REQUIRED ACTION: For every line in the data below that contains "hillside", copy the line.

(Natural-language object grounding data)
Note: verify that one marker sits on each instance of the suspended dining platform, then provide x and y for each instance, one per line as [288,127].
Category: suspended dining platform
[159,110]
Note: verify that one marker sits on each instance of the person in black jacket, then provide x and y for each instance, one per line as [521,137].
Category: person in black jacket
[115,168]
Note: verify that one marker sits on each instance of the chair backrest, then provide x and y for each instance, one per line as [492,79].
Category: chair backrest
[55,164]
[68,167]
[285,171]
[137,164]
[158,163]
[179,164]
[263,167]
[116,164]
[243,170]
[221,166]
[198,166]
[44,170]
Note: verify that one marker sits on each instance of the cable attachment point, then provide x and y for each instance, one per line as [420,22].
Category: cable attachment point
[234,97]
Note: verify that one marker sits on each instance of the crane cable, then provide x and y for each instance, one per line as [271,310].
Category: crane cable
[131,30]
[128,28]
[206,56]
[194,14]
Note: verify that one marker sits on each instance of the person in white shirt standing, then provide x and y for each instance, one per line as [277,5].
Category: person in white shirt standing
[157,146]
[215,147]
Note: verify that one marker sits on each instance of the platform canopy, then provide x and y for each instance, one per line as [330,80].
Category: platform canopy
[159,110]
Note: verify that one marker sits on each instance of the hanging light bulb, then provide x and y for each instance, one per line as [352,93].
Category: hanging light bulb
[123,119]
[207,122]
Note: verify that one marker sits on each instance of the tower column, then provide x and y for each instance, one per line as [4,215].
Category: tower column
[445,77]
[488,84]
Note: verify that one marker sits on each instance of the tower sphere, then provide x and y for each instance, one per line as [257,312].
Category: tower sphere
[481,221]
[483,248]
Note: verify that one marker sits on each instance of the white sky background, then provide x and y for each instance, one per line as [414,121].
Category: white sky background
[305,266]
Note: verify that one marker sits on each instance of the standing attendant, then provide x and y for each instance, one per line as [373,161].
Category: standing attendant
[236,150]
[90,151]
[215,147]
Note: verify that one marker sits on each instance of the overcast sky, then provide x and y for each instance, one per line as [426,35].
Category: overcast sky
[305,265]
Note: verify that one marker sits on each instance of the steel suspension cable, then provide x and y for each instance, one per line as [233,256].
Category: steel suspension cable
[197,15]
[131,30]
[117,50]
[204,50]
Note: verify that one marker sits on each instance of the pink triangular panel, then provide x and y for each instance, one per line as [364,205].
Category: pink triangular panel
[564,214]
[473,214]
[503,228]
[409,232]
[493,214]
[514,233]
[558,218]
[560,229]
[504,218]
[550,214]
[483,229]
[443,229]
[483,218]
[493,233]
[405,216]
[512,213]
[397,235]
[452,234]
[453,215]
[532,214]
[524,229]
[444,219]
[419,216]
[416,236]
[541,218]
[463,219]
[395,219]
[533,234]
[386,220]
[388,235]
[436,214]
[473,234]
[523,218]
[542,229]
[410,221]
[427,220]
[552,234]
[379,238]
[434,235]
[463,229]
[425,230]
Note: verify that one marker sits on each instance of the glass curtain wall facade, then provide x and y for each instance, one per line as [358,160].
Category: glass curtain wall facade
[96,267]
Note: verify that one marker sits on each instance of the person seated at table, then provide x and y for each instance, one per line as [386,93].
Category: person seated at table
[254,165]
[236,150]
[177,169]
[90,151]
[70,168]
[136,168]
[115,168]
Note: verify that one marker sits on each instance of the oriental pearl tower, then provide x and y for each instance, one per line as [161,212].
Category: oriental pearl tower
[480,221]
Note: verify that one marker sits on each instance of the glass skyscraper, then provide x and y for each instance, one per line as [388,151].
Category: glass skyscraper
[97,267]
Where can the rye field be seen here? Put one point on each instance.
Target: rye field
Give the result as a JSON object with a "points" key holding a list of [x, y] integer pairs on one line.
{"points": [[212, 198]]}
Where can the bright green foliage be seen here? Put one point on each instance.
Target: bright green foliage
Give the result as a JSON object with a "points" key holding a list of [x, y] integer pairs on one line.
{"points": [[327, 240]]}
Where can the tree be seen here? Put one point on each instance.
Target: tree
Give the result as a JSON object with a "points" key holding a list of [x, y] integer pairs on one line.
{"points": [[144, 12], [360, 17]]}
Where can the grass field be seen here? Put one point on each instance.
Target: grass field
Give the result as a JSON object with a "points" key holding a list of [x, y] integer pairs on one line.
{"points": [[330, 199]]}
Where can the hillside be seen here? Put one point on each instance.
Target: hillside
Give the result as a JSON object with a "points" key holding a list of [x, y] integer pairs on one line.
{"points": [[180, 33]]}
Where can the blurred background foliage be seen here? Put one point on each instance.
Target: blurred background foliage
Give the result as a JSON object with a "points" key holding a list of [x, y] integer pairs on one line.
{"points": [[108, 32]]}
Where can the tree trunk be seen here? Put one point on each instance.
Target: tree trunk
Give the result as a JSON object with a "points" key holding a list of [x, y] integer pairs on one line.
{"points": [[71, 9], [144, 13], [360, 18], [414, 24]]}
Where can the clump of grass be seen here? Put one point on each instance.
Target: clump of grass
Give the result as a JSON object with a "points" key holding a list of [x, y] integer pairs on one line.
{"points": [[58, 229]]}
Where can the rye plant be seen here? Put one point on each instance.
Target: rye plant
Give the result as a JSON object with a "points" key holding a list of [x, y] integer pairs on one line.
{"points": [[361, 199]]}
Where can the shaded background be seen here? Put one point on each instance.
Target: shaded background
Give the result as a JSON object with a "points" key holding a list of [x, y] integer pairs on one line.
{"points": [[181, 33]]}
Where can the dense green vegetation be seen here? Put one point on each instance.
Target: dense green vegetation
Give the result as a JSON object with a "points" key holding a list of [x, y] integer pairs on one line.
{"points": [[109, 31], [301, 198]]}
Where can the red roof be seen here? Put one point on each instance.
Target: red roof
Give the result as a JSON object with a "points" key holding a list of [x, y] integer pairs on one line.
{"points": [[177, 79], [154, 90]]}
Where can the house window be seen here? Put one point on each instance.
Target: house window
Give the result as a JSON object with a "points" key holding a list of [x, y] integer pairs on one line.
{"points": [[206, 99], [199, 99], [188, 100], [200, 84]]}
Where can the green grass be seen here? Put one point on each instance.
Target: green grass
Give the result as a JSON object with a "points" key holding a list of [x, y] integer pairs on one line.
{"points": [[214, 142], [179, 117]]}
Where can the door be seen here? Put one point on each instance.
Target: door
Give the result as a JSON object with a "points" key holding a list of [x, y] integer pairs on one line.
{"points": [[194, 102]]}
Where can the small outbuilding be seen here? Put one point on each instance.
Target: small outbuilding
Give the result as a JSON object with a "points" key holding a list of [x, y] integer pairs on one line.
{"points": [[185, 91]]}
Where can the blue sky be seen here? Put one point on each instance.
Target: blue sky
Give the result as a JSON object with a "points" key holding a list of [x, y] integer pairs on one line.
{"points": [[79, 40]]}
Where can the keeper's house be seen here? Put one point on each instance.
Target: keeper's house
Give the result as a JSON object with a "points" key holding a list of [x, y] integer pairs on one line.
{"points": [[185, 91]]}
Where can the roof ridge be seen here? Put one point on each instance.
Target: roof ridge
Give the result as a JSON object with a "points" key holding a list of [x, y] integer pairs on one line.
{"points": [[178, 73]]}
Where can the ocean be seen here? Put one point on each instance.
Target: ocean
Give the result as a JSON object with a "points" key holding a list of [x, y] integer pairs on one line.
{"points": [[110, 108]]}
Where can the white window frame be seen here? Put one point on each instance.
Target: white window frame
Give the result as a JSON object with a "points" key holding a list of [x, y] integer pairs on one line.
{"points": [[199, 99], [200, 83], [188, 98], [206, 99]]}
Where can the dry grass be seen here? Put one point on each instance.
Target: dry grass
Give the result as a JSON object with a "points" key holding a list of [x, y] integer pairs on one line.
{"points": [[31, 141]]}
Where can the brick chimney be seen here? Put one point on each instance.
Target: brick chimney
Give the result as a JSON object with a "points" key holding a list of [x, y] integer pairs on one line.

EXERCISE SOLUTION:
Where can the hillside be seen here? Put one point on each instance.
Target: hillside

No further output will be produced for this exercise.